#### Exercise task A:
In the Linux forum thread, which emulator does Andy Nonymous call the most popular one?
#### Exercise task B:
Which operating systems does the Linux forum thread say OpenOffice will work under?
#### Exercise task C:
What comes next in the Linux forum thread? Write it, starting after the last post shown.

#### Excerpt to read:
□ □ □ □ □ □ □

WOOHOO! I'm very happy to hear that!


----------



## 14yearpcmaker (Mar 11, 2007)

ladycat said:


> WOOHOO! I'm very happy to hear that!


Me too!


----------



## primal1 (Aug 22, 2003)

Finally!!!


----------



## Kung (Jan 19, 2004)

Now watch 'em pick something not too many people use, like Slack.


----------



## tnhomestead (Jul 23, 2006)

itsa start


----------



## Gary in ohio (May 11, 2002)

Its nice if the linux dell is selling is the one you want. I also doubt the amount of support they will actually offer you. I know novell's SUSE linux support is pretty bad. YOu get nice kernel support but provided application is hit miss if they have any idea how it works.


----------



## Kung (Jan 19, 2004)

For my part, I hope they offer Ubuntu simply because the support - both professional and 'bulletinboard' is top notch.


----------



## designer (Aug 19, 2004)

I've heard good things about Linux but never tried it. I am not happy with windows but can you run normal software on linux?I've also thought of getting a Mac but haven't because of the same reason. What kind of programs can you use on linux?


----------



## 14yearpcmaker (Mar 11, 2007)

Linux is not compatable with ANY windows program.


----------



## pixelphotograph (Apr 8, 2007)

Dell had done that a few years back and now that Michael Dell is back so is linux

lenovo (ibm) also does well with different flavors of linux as well.


----------



## Andy Nonymous (Aug 20, 2005)

14yearpcmaker said:


> Linux is not compatable with ANY windows program.


Not true! I take it you have never heard of Wine, the wiindow emulator for X based OS's http://www.winehq.com/ And Wine is not the only Win Emulator, just the most popular.

About 4 years ago I had a copy of Corel Linux (Debian based) running on a desktop system, and liked it quite well. Windows couldn't "see" or access any part of the Linux partition, but Linux could access and read everything on the windows partion of the hard disk, read and write to WordPerfect .wpd / .rtf files previously done in WP for windows without problems, read and write text files, work with graphic files with Gimp, browse with Mozilla, etc, etc... 

Even if Linux didn't run any windows programs, exactly which windows programs have no equivilent in Linux (other than some games)? OpenOffice does nearly everything Word will do, with nearly identical menus as Word (and it's free / open source, and will work under Windows, or Linux, or Max OS11, or Sun Solaris). So do you really need windows?

□ □ □ □ □ □ □

#### Data lines:
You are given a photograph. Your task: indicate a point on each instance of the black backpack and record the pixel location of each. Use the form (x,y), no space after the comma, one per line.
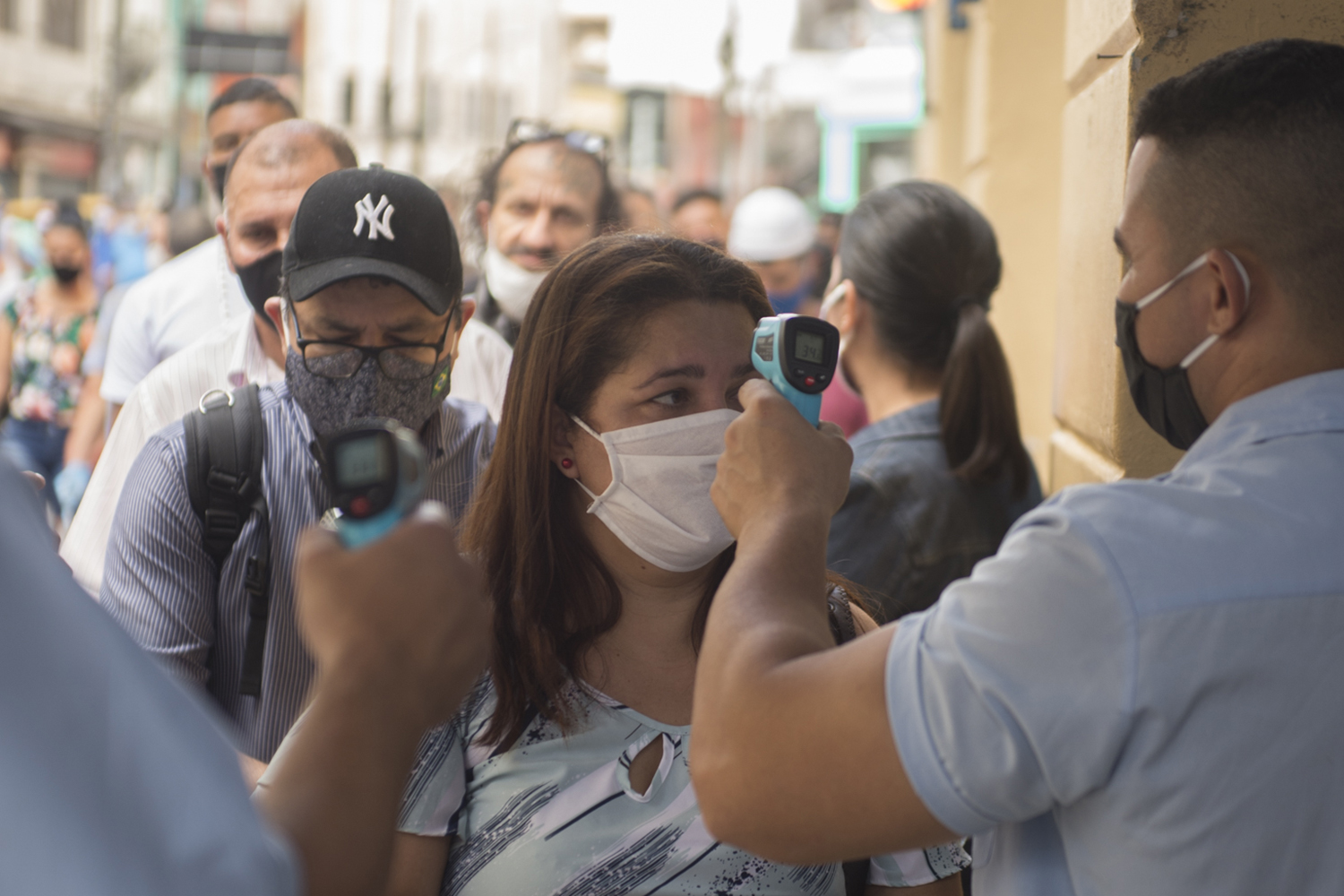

□ □ □ □ □ □ □

#### Reply A:
Wine

#### Reply B:
Windows, Linux, Max OS11, Sun Solaris

#### Reply C:
And even some games are ported to Linux these days. There are a couple geeks in the neighborhood who have Diablo, Neverwinter Knights, and Everquest hosted on Linux servers for their friends to log into and play. 

Linux: it's not just for geeks. :nerd: :angel:


----------



## 14yearpcmaker (Mar 11, 2007)

Andy Nonymous said:


> Not true! I take it you have never heard of Wine, the wiindow emulator for X based OS's http://www.winehq.com/ And Wine is not the only Win Emulator, just the most popular.
> 
> About 4 years ago I had a copy of Corel Linux (Debian based) running on a desktop system, and liked it quite well. Windows couldn't "see" or access any part of the Linux partition, but Linux could access and read everything on the windows partion of the hard disk, read and write to WordPerfect .wpd / .rtf files previously done in WP for windows without problems, read and write text files, work with graphic files with Gimp, browse with Mozilla, etc, etc...
> 
> ...


1.) you didn't have to come off so hateful
2.) where did I state that windows programs aren't compatable when using a *windows emulator*??

and yes, I have heard of WINE and other emulators, as I use WINE every once in a while.



Andy Nonymous said:


> Linux: it's not just for geeks


where did I state that It was ONLY for geeks, other than the title? And I only said, "attention all linux geeks who are looking to buy a new computer"...do you honestly think a 50 year old computer novice will go out and buy a Linux system? Windows is hard enough for a computer novice, let alone Linux.


----------



## Gary in ohio (May 11, 2002)

14yearpcmaker said:


> Linux is not compatable with ANY windows program.


Linux is an OS, programs run on OS's. So no native windows programs can run on linux. They can run UNDER linux using WINE or some of the other windows emulators.


----------



## 14yearpcmaker (Mar 11, 2007)

Gary in ohio said:


> Linux is an OS, programs run on OS's. So no native windows programs can run on linux. They can run UNDER linux using WINE or some of the other windows emulators.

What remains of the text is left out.